TEKS YANG DISEDIAKAN -
-*-
9 Cara Menghentikan Anak yang Memiliki Perilaku Agresif
Ketika melihat anak suka menggigit atau memukul orang lain, lakukan hal ini ya!
23 Mei 2021
Follow Popmama untuk mendapatkan informasi terkini. Klik untuk follow WhatsApp Channel & Google News
Sebagai orangtua, tentu Mama seringkali menghadapi anak yang agresif terhadap anak lain. Ini bisa memalukan sekaligus menakutkan, ketika anak menggigit, memukul, mencakar atau menendang untuk mendapatkan apa yang dia inginkan.
Tidak jarang anak-anak terlibat dalam jenis perilaku ini di dalam berbagai titik perkembangan mereka dan dalam berbagai situasi.
Namun, jika hal ini menjadi sangat sering atau tampaknya menjadi cara anak dalam bereaksi secara konsisten terhadap sesuatu yang tidak disukai, inilah saatnya bagi Mama untuk turun tangan dan membantu mereka mengubah perilaku anak.
Berikut Popmama.com telah merangkum beberapa cara membatasi perilaku agresif pada anak yang perlu Mama ketahui. Simak caranya di bawah ini!
1. Memahami alasan yang mendasari anak menjadi agresif
Langkah pertama adalah memahami alasan yang mendasari mengapa anak memilih untuk bertingkah laku seperti itu. Semakin Mama memahami apa yang terjadi, semakin baik dalam membantunya menemukan cara lain yang tidak agresif untuk menyelesaikan masalah.
Untuk anak-anak yang lebih besar, seperti antara usia 3 dan 6 tahun, perilaku seperti itu mungkin disebabkan oleh tidak pernah mempelajari cara-cara komunikasi yang tepat dan pantas, ketika anak dihadapkan pada situasi yang sulit.
Penyebab perilaku agresif mungkin disebabkan oleh salah satu atau semua hal berikut:
- Pertahanan diri
- Ditempatkan dalam situasi stres
- Kurangnya rutinitas
- Frustrasi atau kemarahan yang ekstrim
- Perkembangan wicara yang tidak memadai
- Stimulasi berlebihan
- Kelelahan
- Kurangnya pengawasan orang dewasa
- Mencerminkan perilaku agresif anak lain di sekitar mereka
2. Mempelajari faktor-faktor apa yang memicu perilaku buruk
Mama juga dapat memerhatikan anak, apakah ia menandakan isyarat melihat telah mengalami situasi yang buruk sehingga menimbulkan perilaku agresif.
-*-
MATERI YANG DISEDIAKAN -

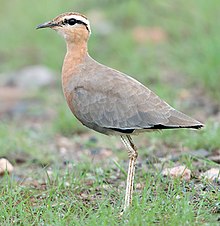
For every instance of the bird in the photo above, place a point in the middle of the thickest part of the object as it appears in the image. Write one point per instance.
(109, 101)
-*-
INSTRUKSI TUGAS - Lanjutkan artikel tentang cara menghentikan perilaku agresif pada anak dari titik berhentinya. Materi tersebut tidak diperlukan untuk mengerjakan apa pun di sini.

HASIL TUGAS -
Mempelajari sebanyak mungkin tentang faktor-faktor yang memicu perilaku buruk adalah cara tepat untuk mengatasinya ketika hal itu terjadi di lain waktu. Beberapa pertanyaan yang harus Mama perhatikan adalah:
- Siapa yang dipukul, digigit, atau ditendang oleh anak? Apakah ia melakukannya pada Mama saja atau satu teman secara khusus? Atau apakah ia cenderung agresif dengan siapa pun yang bersamanya? Jika terdapat salah satu orangnya, coba cari tahu apakah ada alasan mengapa anak menyerang orang tersebut, apakah seperti terlibat dalam permainan yang terlalu agresif, temperamen yang buruk, atau kurangnya aturan yang jelas sebelum permainan dimulai.
- Selain itu, apa yang tampaknya menyebabkan anak bertingkah agresif? Apakah itu dipicu oleh frustrasi, amarah, atau kegembiraan? Perhatikan apakah ada pola. Apakah anak bertindak seperti ini saat ada mainan, dan ia frustrasi untuk berbagi? Atau apakah ia menjadi agresif ketika ada terlalu banyak hal yang terjadi dan terlalu terstimulasi? Jika Mama mengamati situasi dengan cermat, kemungkinan besar akan melihat polanya.
- Terakhir, bagaimana agresivitasnya diekspresikan? Apakah melalui kata-kata marah atau melalui perilaku marah? Apakah anak menjadi agresif secara verbal terlebih dahulu dan kemudian secara fisik agresif, atau apakah respons pertamanya adalah menyerang dan menyerang?
Dengan menjawab pertanyaan-pertanyaan ini, Mama dapat memprosesnya sehingga berhasil membatasi perilaku agresif anak di masa depan.
3. Segera turun tangan dan hentikan
Melihat pertama kali tindakan anak menjadi agresif, segeralah turun tangan dan singkirkan ia dari situasi tersebut. Berhati-hatilah untuk tidak memberikan terlalu banyak perhatian kepada anak, agar tidak memberikan penguatan negatif apapun atas perilaku buruknya.
Anak tidak dapat mendengar penjelasan panjang tentang mengapa perilakunya menyinggung. Pernyataan sederhana namun tegas seperti, "Kami tidak menggigit orang lain" sudah cukup untuk mengalihkan perhatian ke korban.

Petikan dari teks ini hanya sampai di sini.